Can you print the whole listing below word for word, with the pictures left out?
══ Available data ══
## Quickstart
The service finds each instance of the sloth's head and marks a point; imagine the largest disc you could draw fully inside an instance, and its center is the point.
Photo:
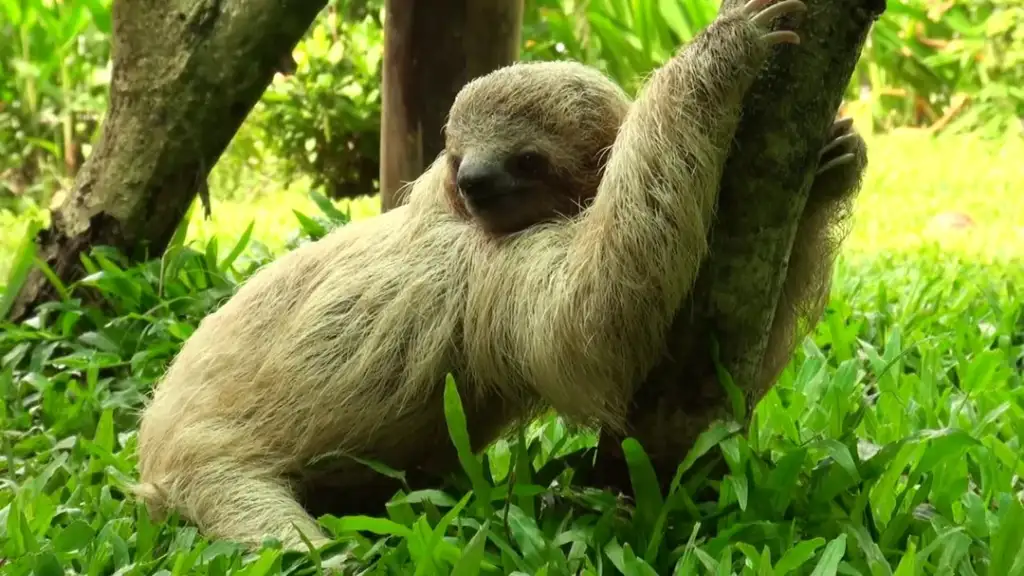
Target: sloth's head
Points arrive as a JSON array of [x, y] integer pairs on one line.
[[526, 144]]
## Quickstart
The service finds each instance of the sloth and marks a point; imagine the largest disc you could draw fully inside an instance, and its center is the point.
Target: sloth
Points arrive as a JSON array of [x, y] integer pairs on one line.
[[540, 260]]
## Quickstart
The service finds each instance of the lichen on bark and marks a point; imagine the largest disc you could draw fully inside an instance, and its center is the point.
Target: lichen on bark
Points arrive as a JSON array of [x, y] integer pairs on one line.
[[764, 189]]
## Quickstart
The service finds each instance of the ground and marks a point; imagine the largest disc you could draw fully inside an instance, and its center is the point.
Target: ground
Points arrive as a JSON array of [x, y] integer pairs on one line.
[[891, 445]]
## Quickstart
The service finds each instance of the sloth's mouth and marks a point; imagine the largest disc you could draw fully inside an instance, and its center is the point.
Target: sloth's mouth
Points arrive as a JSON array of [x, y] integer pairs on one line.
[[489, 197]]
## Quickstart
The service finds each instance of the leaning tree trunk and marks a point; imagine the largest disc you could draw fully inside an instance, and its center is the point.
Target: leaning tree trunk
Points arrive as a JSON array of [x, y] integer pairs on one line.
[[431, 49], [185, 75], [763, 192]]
═══
Response:
## Quickstart
The service finds each instance of the sloth's head and marks a point; imagine the largest disc you could draw fully inside an instance, and its center is the point.
Photo:
Target: sloth's head
Points arrive as a JSON array of [x, y] integer pairs on one line.
[[526, 144]]
## Quickstart
The service finds each instance of the sloth and marks a point; imagine the largest disc you could draw fully inside an instance, and its center is the point.
Target: sloth
Points arrive as a JSON array of [x, y] integer pairs on one line.
[[540, 260]]
## Quickstart
The service finds each instance of the lichen on bark and marks a point; imagine the largest disc you could draw fully inside an instance, and its center is the point.
Target: lichen on bark
Points arrive as a JSON array of [x, y] integer pairs on one line.
[[764, 189]]
## Quickstart
The service finds each instance of the ground and marks a point; imagine the largest disc you could draw fully inside an instance, and its center is the point.
Target: ground
Points arrive as a JSON array of [x, y] integer pairs on one line.
[[891, 445]]
## Quickstart
The service finds each instance of the sloth's mouth and marks a point; imagine the largest disc you could draw fully inside an instance, and its center is the point.
Target: sloth's mouth
Points arrive as a JSON array of [x, y] integer pairs on one line.
[[489, 197]]
## Quickstart
The service finds each instance of the leaning tree trunk and marks a point; imagine the largest disc you could draw fully inside an instance, and its center is the point.
Target: leaning tree trunk
Points arrive as a JSON array of [x, y] integer pairs on one line.
[[431, 49], [185, 75], [763, 192]]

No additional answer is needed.